[Problemi e compiti]
1) Secondo il testo sul Nagorno-Karabakh, che cosa significa letteralmente la parola di origine turca Karabagh?
2) Riporta parola per parola tutto ciò che nel testo sul Nagorno-Karabakh va da "La guerra nel" fino a "di matrice cinese.".

[Testo selezionato]
────────────────────────────────────────

La guerra nel Nagorno-Karabakh tra Armenia ed Azerbaijan si è riaccesa dopo un escalation di tensioni negli ultimi mesi del 2020 e per alcune settimane l’attenzione dei maggiori attori internazionali si è spostata nel teatro caucasico, in un’area cruciale per gli approvvigionamenti di petrolio e gas naturale dal Mar Caspio, per gli interessi di grandi attori come Russia, Turchia e Iran e, in prospettiva, per i grandi progetti infrastrutturali di matrice cinese.
La regione riconosciuta internazionalmente come parte dell’Azerbaijan, ma su cui le autorità di Baku non hanno esercitato realmente alcuna sovranità reale dal 1988, prima dell’indipendenza dopo la caduta dell’Unione sovietica, e abitata a larga maggioranza da popolazioni di etnia armena è tornata al centro della più duratura delle piccole guerre locali accese dal collasso della superpotenza comunista. Causa della riapertura di linee di faglia storiche mai saldate, di questioni politiche e identitarie che richiamano una storia complessa in terre che sono state crocevia di popoli. Abbiamo, non a caso, citato Russia, Turchia e Iran: tre nazioni i cui predecessori imperiali si sono a lungo contesi il Nagorno-Karabakh. Una regione che la stessa etimologia insegna essere terra oggetto di interessi divergenti.
Nagorno-Karabakh è un termine coniato durante la dominazione russa della regione, iniziata nel XIX secolo. Nagorno è un prefisso derivante dal termine nagorni, che significa “elevato” o montagnoso, mentre Karabakh è la traslitterazione russa della parola di origine turca Karabagh, letteralmente significante “giardino nero”.
Dare un nome a un territorio e imporlo significa poterlo effettivamente controllare: ed è per questo che durante l’epoca russa e sovietica il termine Nagorno-Karabakh è prevalso sul nome armeno della regione, Artsakh. Questo era il nome con cui le impervie montagne della regione erano denominate nel contesto di un’omonima provincia dell’antico regno armeno di cui il Nagorno-Karabakh ha rappresentato il cuore pulsante. Dietro ogni etimologia c’è una storia lunga fatta di precisi rapporti di forza.
Parlare di Artsakh è, per gli armeni, un importante fattore identitario, finalizzato a rivendicare la continuità storica dell’attuale repubblica con l’antico predecessore che si confrontò con le grandi potenze dell’area mediterranea e dell’Asia minore, l’Impero romano e quello persiano, tra il II secolo avanti Cristo e il IV secolo dopo Cristo.
Tigrane il Grande, re d’Armenia dal 95 al 55 a.C., che si confrontò con le armate romane di Pompeo prima di divenire alleato della Res Publica, fondò una città intitolata a se stesso, Tigranakert, a una cinquantina di chilometri dall’attuale capitale dell’auto-proclamata Repubblica dell’Artsakh, Stepanakert.

────────────────────────────────────────

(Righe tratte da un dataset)

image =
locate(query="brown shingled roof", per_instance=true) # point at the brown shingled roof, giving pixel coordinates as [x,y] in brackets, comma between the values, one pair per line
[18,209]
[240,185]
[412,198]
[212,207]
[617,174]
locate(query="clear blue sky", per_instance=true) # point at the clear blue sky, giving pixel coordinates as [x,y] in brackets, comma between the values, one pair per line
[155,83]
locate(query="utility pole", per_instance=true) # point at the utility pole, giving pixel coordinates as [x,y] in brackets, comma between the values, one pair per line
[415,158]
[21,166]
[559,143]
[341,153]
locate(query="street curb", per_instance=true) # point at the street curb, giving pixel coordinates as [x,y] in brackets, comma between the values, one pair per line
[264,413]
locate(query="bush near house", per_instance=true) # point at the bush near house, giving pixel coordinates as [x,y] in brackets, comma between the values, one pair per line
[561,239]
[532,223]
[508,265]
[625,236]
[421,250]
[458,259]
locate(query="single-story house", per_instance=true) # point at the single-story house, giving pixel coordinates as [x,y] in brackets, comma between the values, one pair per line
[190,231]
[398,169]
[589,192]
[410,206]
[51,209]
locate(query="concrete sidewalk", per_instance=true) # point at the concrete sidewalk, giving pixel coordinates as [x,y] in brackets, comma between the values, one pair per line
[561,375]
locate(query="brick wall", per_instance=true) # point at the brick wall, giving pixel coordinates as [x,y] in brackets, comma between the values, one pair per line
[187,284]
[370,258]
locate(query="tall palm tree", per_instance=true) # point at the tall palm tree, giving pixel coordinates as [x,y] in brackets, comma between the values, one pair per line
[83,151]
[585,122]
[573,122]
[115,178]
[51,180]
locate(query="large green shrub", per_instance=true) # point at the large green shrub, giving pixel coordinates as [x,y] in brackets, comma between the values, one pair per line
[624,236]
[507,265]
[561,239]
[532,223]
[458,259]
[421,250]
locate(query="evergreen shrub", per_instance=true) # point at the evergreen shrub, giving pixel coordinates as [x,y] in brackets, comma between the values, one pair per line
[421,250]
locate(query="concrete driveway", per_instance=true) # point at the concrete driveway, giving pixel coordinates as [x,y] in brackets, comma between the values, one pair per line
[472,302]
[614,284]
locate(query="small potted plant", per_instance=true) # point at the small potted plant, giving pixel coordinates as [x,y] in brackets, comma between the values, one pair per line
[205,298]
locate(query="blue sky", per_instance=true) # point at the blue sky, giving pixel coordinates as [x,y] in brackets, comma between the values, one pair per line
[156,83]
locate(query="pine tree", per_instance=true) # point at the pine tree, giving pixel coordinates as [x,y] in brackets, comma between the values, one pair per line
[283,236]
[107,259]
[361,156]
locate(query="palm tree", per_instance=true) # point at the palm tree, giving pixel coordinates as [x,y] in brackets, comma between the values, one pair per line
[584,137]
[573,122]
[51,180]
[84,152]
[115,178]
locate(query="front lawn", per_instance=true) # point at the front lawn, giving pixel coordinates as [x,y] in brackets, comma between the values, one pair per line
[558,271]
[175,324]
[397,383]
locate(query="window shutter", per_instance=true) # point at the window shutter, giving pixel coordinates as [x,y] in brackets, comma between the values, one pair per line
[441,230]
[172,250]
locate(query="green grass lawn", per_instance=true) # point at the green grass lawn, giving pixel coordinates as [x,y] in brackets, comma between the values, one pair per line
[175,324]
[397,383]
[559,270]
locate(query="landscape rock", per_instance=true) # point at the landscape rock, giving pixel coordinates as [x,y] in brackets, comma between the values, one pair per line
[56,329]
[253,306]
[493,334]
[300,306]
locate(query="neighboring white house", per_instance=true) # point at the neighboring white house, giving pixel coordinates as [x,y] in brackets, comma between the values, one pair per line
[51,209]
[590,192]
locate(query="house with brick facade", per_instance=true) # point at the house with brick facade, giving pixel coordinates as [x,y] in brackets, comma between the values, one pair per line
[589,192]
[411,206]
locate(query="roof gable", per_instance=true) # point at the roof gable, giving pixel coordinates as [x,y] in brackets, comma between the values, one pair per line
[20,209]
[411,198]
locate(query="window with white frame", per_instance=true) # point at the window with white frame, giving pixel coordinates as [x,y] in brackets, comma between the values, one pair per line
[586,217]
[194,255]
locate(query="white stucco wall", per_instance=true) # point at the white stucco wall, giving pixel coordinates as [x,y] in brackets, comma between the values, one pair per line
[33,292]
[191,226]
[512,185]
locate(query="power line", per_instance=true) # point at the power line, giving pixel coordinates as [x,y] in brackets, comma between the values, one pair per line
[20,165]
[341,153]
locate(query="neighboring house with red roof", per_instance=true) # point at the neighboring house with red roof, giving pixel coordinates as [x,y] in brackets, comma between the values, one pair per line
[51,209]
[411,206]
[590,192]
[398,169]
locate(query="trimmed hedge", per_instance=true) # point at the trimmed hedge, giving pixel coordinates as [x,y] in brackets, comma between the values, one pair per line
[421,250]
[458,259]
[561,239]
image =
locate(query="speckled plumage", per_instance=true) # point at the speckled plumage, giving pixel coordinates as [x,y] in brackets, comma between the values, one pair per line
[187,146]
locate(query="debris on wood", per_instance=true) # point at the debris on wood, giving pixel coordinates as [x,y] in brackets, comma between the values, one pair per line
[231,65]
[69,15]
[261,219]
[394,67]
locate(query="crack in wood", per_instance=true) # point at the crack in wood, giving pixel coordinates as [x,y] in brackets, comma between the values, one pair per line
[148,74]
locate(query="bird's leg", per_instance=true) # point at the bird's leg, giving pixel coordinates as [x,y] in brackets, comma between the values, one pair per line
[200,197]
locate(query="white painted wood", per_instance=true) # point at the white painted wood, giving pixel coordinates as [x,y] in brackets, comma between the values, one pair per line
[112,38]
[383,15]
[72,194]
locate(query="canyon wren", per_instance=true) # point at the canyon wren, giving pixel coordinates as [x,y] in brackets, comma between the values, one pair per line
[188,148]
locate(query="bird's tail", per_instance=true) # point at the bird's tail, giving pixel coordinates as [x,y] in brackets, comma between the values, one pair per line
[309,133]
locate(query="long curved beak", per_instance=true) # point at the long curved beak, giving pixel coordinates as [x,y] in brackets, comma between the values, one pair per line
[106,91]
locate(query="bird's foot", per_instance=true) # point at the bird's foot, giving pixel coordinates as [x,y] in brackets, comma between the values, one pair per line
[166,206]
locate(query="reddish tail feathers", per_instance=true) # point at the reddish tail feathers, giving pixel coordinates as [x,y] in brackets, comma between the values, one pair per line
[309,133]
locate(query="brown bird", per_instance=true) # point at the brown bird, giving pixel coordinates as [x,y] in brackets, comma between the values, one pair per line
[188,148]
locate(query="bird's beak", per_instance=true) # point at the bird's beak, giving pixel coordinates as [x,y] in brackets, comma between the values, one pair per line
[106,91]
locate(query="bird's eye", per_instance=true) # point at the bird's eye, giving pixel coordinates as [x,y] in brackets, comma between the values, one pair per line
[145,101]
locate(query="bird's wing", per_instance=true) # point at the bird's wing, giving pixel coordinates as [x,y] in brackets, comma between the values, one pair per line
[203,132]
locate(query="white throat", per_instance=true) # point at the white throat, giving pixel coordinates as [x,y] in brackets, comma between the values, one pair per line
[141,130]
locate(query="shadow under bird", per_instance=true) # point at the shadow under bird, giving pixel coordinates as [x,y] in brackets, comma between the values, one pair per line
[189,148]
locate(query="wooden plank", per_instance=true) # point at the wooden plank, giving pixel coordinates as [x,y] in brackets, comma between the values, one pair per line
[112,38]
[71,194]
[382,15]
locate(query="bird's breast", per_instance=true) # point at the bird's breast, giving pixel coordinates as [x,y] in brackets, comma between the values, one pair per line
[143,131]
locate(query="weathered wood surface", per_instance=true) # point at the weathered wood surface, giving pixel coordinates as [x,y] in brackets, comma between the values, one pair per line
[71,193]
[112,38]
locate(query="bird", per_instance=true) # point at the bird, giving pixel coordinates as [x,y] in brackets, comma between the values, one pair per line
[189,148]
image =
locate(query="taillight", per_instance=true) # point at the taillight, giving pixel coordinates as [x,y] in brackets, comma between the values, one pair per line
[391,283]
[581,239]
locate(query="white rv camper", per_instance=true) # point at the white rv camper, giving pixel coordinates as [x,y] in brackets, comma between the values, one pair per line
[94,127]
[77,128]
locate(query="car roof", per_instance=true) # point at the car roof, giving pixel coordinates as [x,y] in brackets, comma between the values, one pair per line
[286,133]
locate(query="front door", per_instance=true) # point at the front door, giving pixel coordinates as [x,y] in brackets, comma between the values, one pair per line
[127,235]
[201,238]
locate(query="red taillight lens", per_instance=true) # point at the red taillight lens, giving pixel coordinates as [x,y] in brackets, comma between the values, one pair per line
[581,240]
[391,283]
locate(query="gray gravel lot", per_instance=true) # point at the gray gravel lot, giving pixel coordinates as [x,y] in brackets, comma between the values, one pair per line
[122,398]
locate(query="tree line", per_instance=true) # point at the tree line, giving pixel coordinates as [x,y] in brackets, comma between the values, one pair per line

────────────────────────────────────────

[Soluzioni dei problemi]
1) Significa "giardino nero".

2)
La guerra nel Nagorno-Karabakh tra Armenia ed Azerbaijan si è riaccesa dopo un escalation di tensioni negli ultimi mesi del 2020 e per alcune settimane l’attenzione dei maggiori attori internazionali si è spostata nel teatro caucasico, in un’area cruciale per gli approvvigionamenti di petrolio e gas naturale dal Mar Caspio, per gli interessi di grandi attori come Russia, Turchia e Iran e, in prospettiva, per i grandi progetti infrastrutturali di matrice cinese.